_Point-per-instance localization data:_

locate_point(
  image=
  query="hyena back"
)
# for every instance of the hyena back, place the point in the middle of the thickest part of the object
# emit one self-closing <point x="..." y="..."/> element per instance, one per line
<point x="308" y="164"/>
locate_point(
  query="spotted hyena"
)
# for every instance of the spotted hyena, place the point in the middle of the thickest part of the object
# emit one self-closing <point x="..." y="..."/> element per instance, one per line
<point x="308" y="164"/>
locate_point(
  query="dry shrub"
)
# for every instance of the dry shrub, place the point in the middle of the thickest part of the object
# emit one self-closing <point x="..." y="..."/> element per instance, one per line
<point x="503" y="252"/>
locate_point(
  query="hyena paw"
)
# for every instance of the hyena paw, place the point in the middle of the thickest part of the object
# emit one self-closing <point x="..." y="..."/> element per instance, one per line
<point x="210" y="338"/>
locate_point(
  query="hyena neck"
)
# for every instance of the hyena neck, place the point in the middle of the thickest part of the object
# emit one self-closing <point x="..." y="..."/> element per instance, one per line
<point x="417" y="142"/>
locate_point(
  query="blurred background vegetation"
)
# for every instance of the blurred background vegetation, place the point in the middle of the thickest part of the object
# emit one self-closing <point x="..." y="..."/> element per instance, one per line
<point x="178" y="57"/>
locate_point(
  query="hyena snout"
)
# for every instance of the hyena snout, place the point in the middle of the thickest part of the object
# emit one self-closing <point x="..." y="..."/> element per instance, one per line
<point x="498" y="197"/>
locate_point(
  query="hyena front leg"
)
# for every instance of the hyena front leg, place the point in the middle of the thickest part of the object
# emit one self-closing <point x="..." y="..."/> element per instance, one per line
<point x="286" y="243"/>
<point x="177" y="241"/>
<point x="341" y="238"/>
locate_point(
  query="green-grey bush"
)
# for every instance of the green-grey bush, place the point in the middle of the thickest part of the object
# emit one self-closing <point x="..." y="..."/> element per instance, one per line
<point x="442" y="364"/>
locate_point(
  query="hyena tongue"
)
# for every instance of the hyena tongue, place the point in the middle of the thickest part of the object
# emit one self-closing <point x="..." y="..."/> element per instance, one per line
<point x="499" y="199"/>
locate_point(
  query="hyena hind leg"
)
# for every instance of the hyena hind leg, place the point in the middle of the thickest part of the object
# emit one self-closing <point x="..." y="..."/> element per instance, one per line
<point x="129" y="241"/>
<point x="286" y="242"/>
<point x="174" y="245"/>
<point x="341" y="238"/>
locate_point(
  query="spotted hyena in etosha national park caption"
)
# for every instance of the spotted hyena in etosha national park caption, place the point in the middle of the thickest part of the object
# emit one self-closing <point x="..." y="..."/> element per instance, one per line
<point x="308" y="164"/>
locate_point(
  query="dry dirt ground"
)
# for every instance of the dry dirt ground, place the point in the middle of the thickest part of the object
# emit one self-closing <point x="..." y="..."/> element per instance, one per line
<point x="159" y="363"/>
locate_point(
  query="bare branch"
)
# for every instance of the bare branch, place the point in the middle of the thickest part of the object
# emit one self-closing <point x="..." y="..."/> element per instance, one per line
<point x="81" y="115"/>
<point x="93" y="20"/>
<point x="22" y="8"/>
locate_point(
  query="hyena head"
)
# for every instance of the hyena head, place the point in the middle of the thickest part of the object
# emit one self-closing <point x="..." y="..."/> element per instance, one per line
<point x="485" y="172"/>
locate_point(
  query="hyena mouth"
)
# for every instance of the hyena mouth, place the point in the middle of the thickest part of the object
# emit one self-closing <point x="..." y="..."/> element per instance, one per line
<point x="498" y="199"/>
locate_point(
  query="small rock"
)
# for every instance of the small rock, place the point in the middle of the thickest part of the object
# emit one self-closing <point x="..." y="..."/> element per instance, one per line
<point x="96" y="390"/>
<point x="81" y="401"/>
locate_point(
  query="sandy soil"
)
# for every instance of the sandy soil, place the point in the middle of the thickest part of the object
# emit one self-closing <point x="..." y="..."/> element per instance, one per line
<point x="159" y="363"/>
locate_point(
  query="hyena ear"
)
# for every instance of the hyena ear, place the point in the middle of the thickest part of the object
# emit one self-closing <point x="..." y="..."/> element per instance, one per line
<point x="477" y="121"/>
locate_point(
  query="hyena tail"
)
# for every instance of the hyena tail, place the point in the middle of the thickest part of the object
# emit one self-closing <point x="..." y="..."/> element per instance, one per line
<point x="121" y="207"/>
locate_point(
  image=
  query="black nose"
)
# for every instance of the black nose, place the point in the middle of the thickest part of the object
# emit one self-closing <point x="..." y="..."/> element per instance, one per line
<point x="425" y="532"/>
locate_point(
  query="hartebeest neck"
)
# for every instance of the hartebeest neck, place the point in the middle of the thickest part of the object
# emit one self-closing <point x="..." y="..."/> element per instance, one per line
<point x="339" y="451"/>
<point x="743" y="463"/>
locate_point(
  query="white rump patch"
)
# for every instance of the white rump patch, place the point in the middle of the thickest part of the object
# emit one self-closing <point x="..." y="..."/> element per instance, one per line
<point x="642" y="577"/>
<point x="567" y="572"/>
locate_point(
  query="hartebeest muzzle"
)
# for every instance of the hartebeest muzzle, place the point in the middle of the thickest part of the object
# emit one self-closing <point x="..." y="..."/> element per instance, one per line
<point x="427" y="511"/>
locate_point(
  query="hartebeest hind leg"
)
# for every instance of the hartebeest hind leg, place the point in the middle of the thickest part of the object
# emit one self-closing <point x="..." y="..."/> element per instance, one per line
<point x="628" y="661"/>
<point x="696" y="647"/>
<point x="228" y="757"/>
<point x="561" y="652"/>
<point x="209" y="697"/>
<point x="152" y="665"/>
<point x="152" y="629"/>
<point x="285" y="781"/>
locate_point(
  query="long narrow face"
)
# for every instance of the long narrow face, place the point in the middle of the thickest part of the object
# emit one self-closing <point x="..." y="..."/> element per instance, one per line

_ASSIGNED TASK:_
The records above must be transcribed without a single omission.

_YOUR RESPONSE:_
locate_point(
  image=
  query="hyena back"
)
# for every instance of the hyena back, place the point in the middle of the thickest part of the object
# emit one self-closing <point x="..." y="..."/> element per instance, one per line
<point x="308" y="164"/>
locate_point(
  query="spotted hyena"
)
# for every instance of the spotted hyena, place the point in the middle of the thickest part of the object
# emit one self-closing <point x="..." y="..."/> element per instance, one per line
<point x="308" y="164"/>
locate_point(
  query="dry shrub"
)
# for every instance of the dry shrub, place the point in the middle of the thickest part of the object
# emit one self-closing <point x="..." y="..."/> element per instance, one per line
<point x="503" y="252"/>
locate_point(
  query="hyena paw"
)
# for every instance of the hyena paw, place the point in the middle of the thickest part of the object
# emit one self-closing <point x="..." y="..."/> element per instance, one per line
<point x="210" y="338"/>
locate_point(
  query="hyena neck"
)
# for every instance of the hyena neck, place the point in the middle of the thickest part of the object
# emit one self-closing <point x="..." y="..."/> element per instance, one per line
<point x="417" y="142"/>
locate_point(
  query="blurred background vegetation"
)
# for every instance of the blurred background vegetation, place the point in the middle of the thickest part of the object
# emit one self-closing <point x="..." y="..."/> element per instance, one per line
<point x="178" y="57"/>
locate_point(
  query="hyena snout"
)
# for every instance of the hyena snout, place the point in the middle of the thickest part of the object
# emit one self-closing <point x="..." y="..."/> element per instance, one per line
<point x="498" y="197"/>
locate_point(
  query="hyena front leg"
)
# for every instance of the hyena front leg, place the point in the middle of the thickest part of the object
# emit one self-closing <point x="..." y="..."/> element per instance, one per line
<point x="286" y="243"/>
<point x="177" y="241"/>
<point x="341" y="238"/>
locate_point(
  query="green-grey bush"
)
# for every instance of the green-grey bush, place the point in the middle of the thickest part of the object
# emit one self-closing <point x="..." y="..."/> element per instance, one per line
<point x="442" y="364"/>
locate_point(
  query="hyena tongue"
)
# for every instance of the hyena tongue, place the point in the middle of the thickest part of the object
# emit one self-closing <point x="..." y="..."/> element per instance, one per line
<point x="499" y="199"/>
locate_point(
  query="hyena hind leg"
)
# for every instance of the hyena hind leg, place the point in the middle of the thickest part of the object
# emit one self-closing <point x="..." y="..."/> element per instance, one per line
<point x="129" y="241"/>
<point x="286" y="242"/>
<point x="174" y="245"/>
<point x="341" y="238"/>
locate_point(
  query="spotted hyena in etosha national park caption"
)
# for every instance of the spotted hyena in etosha national park caption, place the point in the middle of the thickest part of the object
# emit one self-closing <point x="..." y="..."/> element per instance, one per line
<point x="308" y="164"/>
locate_point(
  query="dry dirt ground"
)
# for every instance of the dry dirt ground, place the point in the middle of the thickest part of the object
# emit one self-closing <point x="..." y="..."/> element per instance, one per line
<point x="159" y="363"/>
locate_point(
  query="bare branch"
)
# for every instance of the bare branch, place the point in the middle of the thickest part of the object
# emit one self-closing <point x="..." y="..."/> element per instance, one per line
<point x="81" y="115"/>
<point x="93" y="20"/>
<point x="22" y="8"/>
locate_point(
  query="hyena head"
)
# for every instance of the hyena head, place the point in the middle of the thickest part of the object
# emit one self-closing <point x="..." y="..."/> element per instance, one per line
<point x="485" y="172"/>
locate_point(
  query="hyena mouth"
)
# for every instance of the hyena mouth, place the point in the middle of the thickest part of the object
# emit one self-closing <point x="..." y="..."/> element per instance, one per line
<point x="498" y="199"/>
locate_point(
  query="small rock"
)
# for every instance of the small rock, place the point in the middle of the thickest part of the object
# emit one self-closing <point x="..." y="..."/> element per instance, one per line
<point x="96" y="390"/>
<point x="81" y="401"/>
locate_point(
  query="sandy soil"
)
# for every instance of the sandy soil, place the point in the middle of the thickest part of the object
# emit one self-closing <point x="..." y="..."/> element per instance, one per line
<point x="159" y="363"/>
locate_point(
  query="hyena ear"
)
# for every instance of the hyena ear, place the point in the middle of the thickest part of the object
# emit one self-closing <point x="..." y="..."/> element per instance, one per line
<point x="477" y="121"/>
locate_point(
  query="hyena tail"
)
# for every instance of the hyena tail, place the point in the middle of the thickest part of the object
# emit one self-closing <point x="..." y="..."/> element per instance, one per line
<point x="121" y="207"/>
locate_point(
  image=
  query="black nose"
)
# for every instance of the black nose, place the point in the middle of the thickest part of the object
# emit one self-closing <point x="..." y="..."/> element per instance, one per line
<point x="425" y="532"/>
locate_point(
  query="hartebeest neck"
)
# for every instance of the hartebeest neck, place the point in the middle of the thickest part of the object
# emit one self-closing <point x="..." y="..."/> element per instance, one per line
<point x="339" y="451"/>
<point x="743" y="463"/>
locate_point(
  query="white rump patch"
)
# for every instance of the white rump patch, place the point in the middle of the thickest part of the object
# emit one self-closing <point x="..." y="..."/> element per instance, one per line
<point x="642" y="577"/>
<point x="567" y="572"/>
locate_point(
  query="hartebeest muzzle"
)
# for every instance of the hartebeest muzzle, place the point in the middle of the thickest part of the object
# emit one self-closing <point x="..." y="..."/> element per instance, one per line
<point x="427" y="511"/>
locate_point(
  query="hartebeest hind leg"
)
# for every instance of the hartebeest hind leg, place the point in the middle of the thickest part of the object
# emit one self-closing <point x="..." y="..."/> element per instance, one per line
<point x="628" y="661"/>
<point x="696" y="647"/>
<point x="228" y="757"/>
<point x="561" y="652"/>
<point x="209" y="697"/>
<point x="152" y="665"/>
<point x="152" y="629"/>
<point x="285" y="781"/>
locate_point(
  query="long narrow face"
)
# for every instance of the long narrow face, place the point in the middle of the thickest part of the object
# emit one self-closing <point x="..." y="..."/> element per instance, one per line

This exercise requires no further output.